The request
Copy out all of the lines below word for word, leaving out the pictures.
- - - - - - -
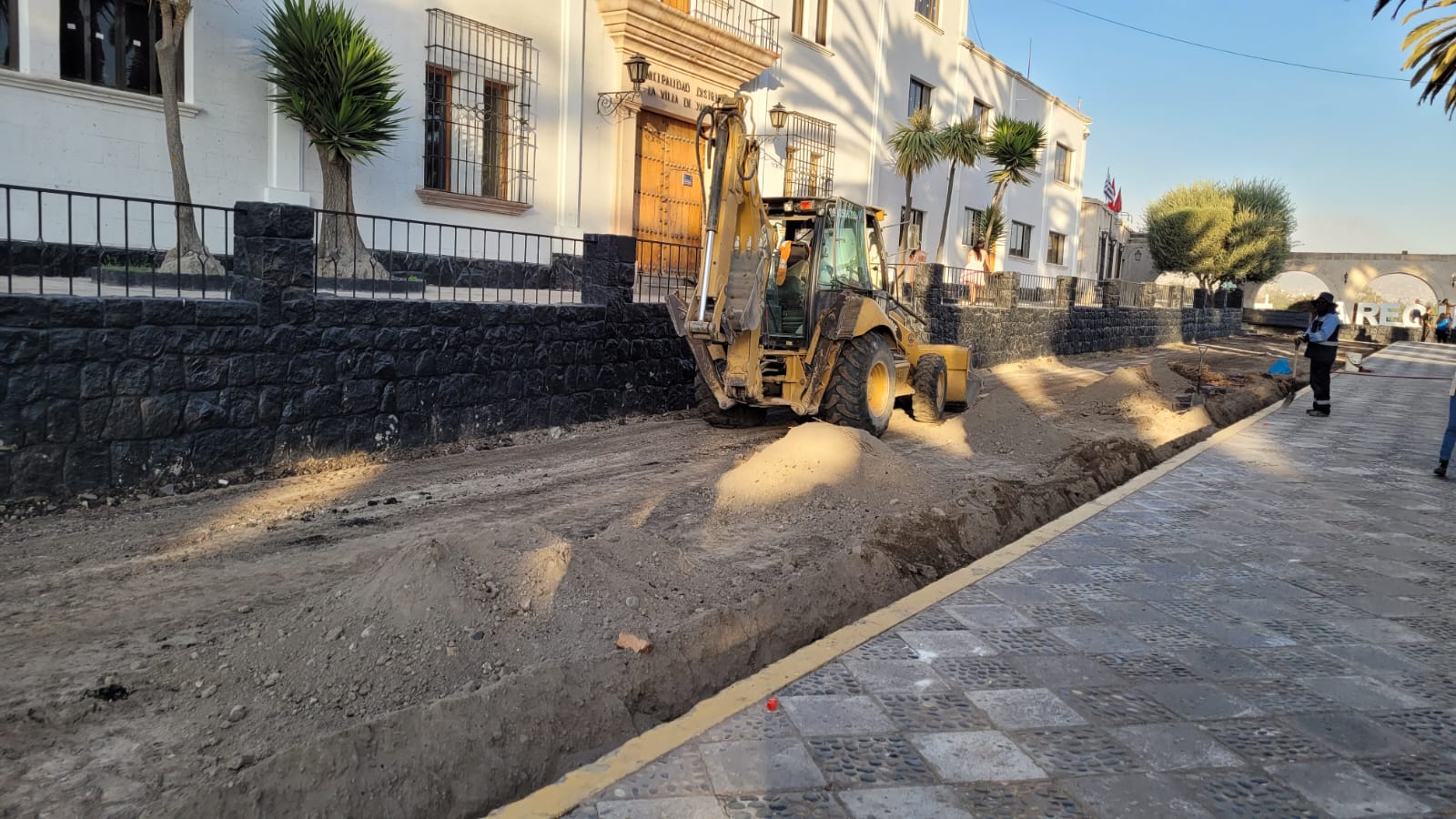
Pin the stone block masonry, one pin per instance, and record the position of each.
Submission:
(111, 394)
(999, 336)
(1009, 332)
(104, 394)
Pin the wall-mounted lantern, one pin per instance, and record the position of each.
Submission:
(611, 102)
(778, 116)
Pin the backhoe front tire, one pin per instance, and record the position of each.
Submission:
(735, 417)
(861, 390)
(929, 382)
- - - - - - -
Written answer
Pin the stone block masonry, one pin per instance, and record the position of each.
Submission:
(111, 394)
(999, 336)
(1009, 332)
(104, 394)
Pin the wall-mounted lantern, one pin per instance, and record the position of each.
Submission:
(611, 102)
(778, 116)
Pin the backhoe front tire, one pin per instance, and record the position of each.
Submission:
(735, 417)
(861, 390)
(929, 382)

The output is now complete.